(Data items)
·····

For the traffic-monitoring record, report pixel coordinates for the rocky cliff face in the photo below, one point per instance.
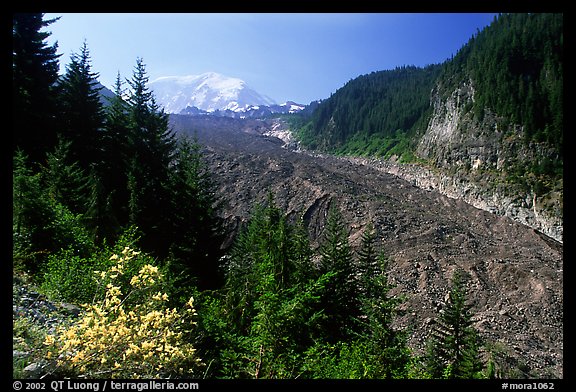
(471, 160)
(516, 273)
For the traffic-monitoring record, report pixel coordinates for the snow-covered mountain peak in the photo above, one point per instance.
(209, 91)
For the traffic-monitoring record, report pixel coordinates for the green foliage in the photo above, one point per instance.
(340, 303)
(516, 65)
(453, 348)
(34, 75)
(371, 114)
(82, 115)
(69, 275)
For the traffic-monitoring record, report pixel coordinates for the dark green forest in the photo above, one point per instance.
(516, 68)
(112, 208)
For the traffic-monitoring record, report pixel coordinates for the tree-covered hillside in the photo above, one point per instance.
(373, 112)
(515, 66)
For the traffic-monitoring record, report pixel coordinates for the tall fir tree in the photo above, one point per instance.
(341, 302)
(34, 76)
(152, 145)
(116, 153)
(82, 112)
(453, 350)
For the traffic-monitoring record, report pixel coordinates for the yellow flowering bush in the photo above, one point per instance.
(131, 334)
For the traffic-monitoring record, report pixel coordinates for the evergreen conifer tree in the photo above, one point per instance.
(82, 112)
(341, 303)
(152, 146)
(453, 349)
(34, 76)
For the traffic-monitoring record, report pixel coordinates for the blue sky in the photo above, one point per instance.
(299, 57)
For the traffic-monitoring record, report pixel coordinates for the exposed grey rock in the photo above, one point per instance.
(425, 234)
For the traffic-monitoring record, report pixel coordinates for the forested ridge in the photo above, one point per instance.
(115, 212)
(515, 68)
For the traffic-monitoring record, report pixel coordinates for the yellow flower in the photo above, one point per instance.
(49, 341)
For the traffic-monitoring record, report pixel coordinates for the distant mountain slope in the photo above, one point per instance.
(490, 118)
(208, 92)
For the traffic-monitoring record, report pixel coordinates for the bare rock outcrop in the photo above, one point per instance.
(516, 272)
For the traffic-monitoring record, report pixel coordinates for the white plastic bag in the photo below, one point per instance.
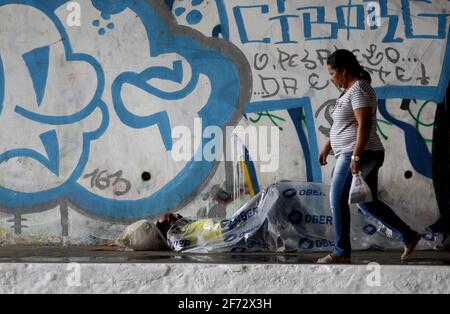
(143, 235)
(359, 191)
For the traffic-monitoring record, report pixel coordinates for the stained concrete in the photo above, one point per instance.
(37, 269)
(107, 254)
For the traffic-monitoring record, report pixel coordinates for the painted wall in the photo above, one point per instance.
(86, 111)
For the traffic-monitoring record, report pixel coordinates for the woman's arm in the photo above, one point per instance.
(364, 118)
(324, 153)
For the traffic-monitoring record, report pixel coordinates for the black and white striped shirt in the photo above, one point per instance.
(344, 129)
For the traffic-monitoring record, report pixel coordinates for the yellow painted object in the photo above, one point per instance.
(202, 230)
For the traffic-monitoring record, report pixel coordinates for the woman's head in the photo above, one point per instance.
(343, 67)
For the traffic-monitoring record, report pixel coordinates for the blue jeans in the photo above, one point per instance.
(371, 161)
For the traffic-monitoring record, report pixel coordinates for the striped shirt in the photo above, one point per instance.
(344, 129)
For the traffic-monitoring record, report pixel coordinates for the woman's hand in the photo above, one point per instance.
(355, 166)
(324, 154)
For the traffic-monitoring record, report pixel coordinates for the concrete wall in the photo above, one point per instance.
(87, 109)
(210, 278)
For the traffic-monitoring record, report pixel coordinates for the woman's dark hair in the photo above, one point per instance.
(345, 59)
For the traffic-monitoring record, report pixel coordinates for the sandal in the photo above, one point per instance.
(330, 259)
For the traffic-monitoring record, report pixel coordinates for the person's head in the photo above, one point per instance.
(344, 68)
(165, 221)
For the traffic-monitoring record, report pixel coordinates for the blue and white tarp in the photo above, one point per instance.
(285, 217)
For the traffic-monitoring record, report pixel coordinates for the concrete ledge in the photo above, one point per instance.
(216, 278)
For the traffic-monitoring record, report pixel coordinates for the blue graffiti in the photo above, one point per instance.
(416, 148)
(308, 141)
(194, 16)
(219, 109)
(140, 81)
(110, 7)
(50, 142)
(37, 63)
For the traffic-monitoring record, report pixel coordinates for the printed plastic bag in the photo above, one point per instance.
(359, 191)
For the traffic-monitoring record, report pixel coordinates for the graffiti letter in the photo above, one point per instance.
(273, 157)
(373, 279)
(312, 64)
(264, 86)
(241, 24)
(74, 17)
(424, 79)
(287, 87)
(400, 76)
(315, 83)
(374, 14)
(261, 61)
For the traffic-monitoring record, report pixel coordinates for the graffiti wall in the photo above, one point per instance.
(91, 92)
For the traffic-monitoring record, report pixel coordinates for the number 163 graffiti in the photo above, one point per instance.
(102, 180)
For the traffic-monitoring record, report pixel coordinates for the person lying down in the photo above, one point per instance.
(285, 217)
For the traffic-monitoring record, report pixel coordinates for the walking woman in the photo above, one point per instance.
(356, 146)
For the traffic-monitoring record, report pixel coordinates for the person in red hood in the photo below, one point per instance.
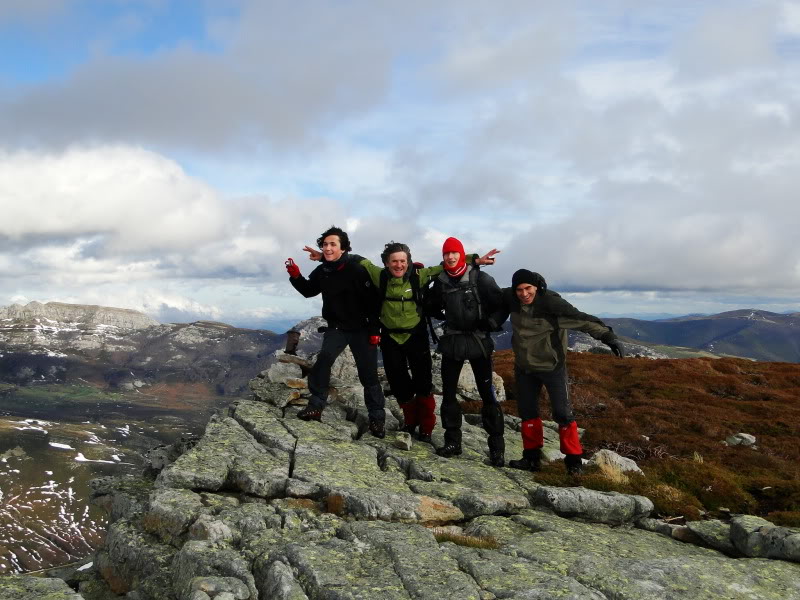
(466, 299)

·····

Task objective
Switch "traffic-monitoring record" to "scene-survey record" everywhere in the items above, and write out all the items again with nothing else changed. Leave the pictures out of your answer.

Answer to the problem
For the scene-survey record, report pixel coordinates for the rocky cliff face in the photo below, one point per instance.
(471, 160)
(516, 273)
For the scene-survey record, report pixel coordinates for the snow-covered mountain peak in the photo above, one point per instance.
(209, 91)
For the scene-survey record, report pixel coordinates for the green foliage in the photo above, one point per instance.
(340, 303)
(516, 65)
(453, 348)
(34, 75)
(371, 114)
(82, 115)
(69, 275)
For the scene-survey record, report pixel coordinates for the dark green forest in the photo above, one point per instance.
(516, 68)
(112, 208)
For the scene-survey record, report pixel coordinates for the tree-covered hillside in the photo above, one point per instance.
(373, 112)
(515, 66)
For the scene-survey record, report pixel coordinates for the tall fir tree in the photo above, one point per instance.
(341, 302)
(34, 76)
(152, 145)
(116, 153)
(82, 112)
(453, 350)
For the scene-survey record, report pixel coordinates for the yellow flowering bush in the photo above, one point per instance.
(131, 334)
For the scene-survey record, report pixel coordinates for the evergreen conifer tree in the photo above, one point per instance.
(82, 112)
(341, 303)
(152, 146)
(453, 349)
(34, 76)
For the scene-survey record, report pixel coordinates for the blue sky in the photo above, one point per instance.
(299, 57)
For the scene-survey record, report pixel coordinates for the exposed grey rock in the photo above, one point per instance.
(425, 234)
For the scene-survey record, report pixel coordinates for the forested ridge in the photo above, one point per instance.
(115, 212)
(515, 68)
For the scene-survey record, report pixel coordinates for the yellow flower in the photo above, one point per instance.
(49, 341)
For the scene-survey record, report pixel coordinates for the distant mountain slope in the photo above, one point per instance.
(490, 118)
(208, 92)
For the scene-survey record, report pixel coordinates for the bare rock outcrop in the photo above, one point per instance.
(516, 272)
For the scene-survey record, report pixel coordinates for the white plastic bag in the photo below, one point per instance.
(143, 235)
(359, 191)
For the scene-survey record, report pixel coordinates for the stained concrete in the photo above, one point per instance.
(37, 269)
(107, 254)
For the scene-survey record, report pixel coordinates for the painted wall in the photo above, one point per instance.
(86, 111)
For the scene-survey record, report pixel coordinates for the woman's arm in the photo above, one point per instance.
(364, 118)
(324, 153)
For the scene-survey record, report pixel coordinates for the black and white striped shirt in the photo above, one point per instance.
(344, 129)
For the scene-survey record, report pixel coordinates for the yellow painted object in the photo above, one point per instance.
(202, 230)
For the scene-survey record, report pixel coordinates for the woman's head in the photo above, one point per instance.
(343, 67)
For the scene-survey record, report pixel coordinates for the blue jeans in the photo above, one point per instance.
(371, 161)
For the scene-survey record, report pixel coordinates for the striped shirt in the photo above, one point per instance.
(344, 129)
For the scene-survey record, report pixel coordinates for the woman's hand in the photo above, one point per instance.
(355, 166)
(324, 154)
For the scene-survey record, report pixel coordinates for the concrete wall in the photo above, one point per instance.
(87, 109)
(210, 278)
For the scene-survey record, report pixel coordinates for the woman's dark hair in the photo above, one point per instance.
(345, 59)
For the scene-survey record, report pixel coordinates for the sandal in the photo above, one point per instance.
(330, 259)
For the scene-survey record, report pixel coordinates for the person's head in the photo above, one point per instance.
(344, 68)
(165, 221)
For the scene-survey record, report pixel coordinates for the blue and white tarp in the photo above, one point per instance.
(285, 217)
For the scene-survey record, report pixel coordinates for the concrete ledge in the photo above, one point per instance.
(216, 278)
For the scene-survey record, report pixel coordinates for the blue graffiti in the photo above, one point per instance.
(416, 148)
(308, 141)
(194, 16)
(219, 109)
(140, 81)
(110, 7)
(50, 142)
(37, 63)
For the scene-survey record, report pixel coordinates for the printed plastic bag in the photo above, one point per instance.
(359, 191)
For the scene-survey record, report pixel coordinates for the graffiti letter in the photo above, one point per instance.
(273, 157)
(373, 279)
(312, 64)
(264, 86)
(241, 24)
(74, 17)
(424, 79)
(287, 87)
(400, 76)
(315, 83)
(374, 14)
(261, 61)
For the scene-survey record, report pixel coordinates for the graffiti wall in the photo above, one point per instance.
(91, 92)
For the scene-survey record, report pixel coordinates for the number 163 graffiti in the photo above, one point per instance.
(102, 180)
For the scene-survey record, report pixel coordinates for the person lying down in the photo above, one point per instance.
(285, 217)
For the scene-survey record, report pixel coordinates for the walking woman in the photo above, one point per instance.
(356, 146)
For the scene-survey record, report pixel coordinates for the person in red hood in the photo below, one point per instance.
(466, 299)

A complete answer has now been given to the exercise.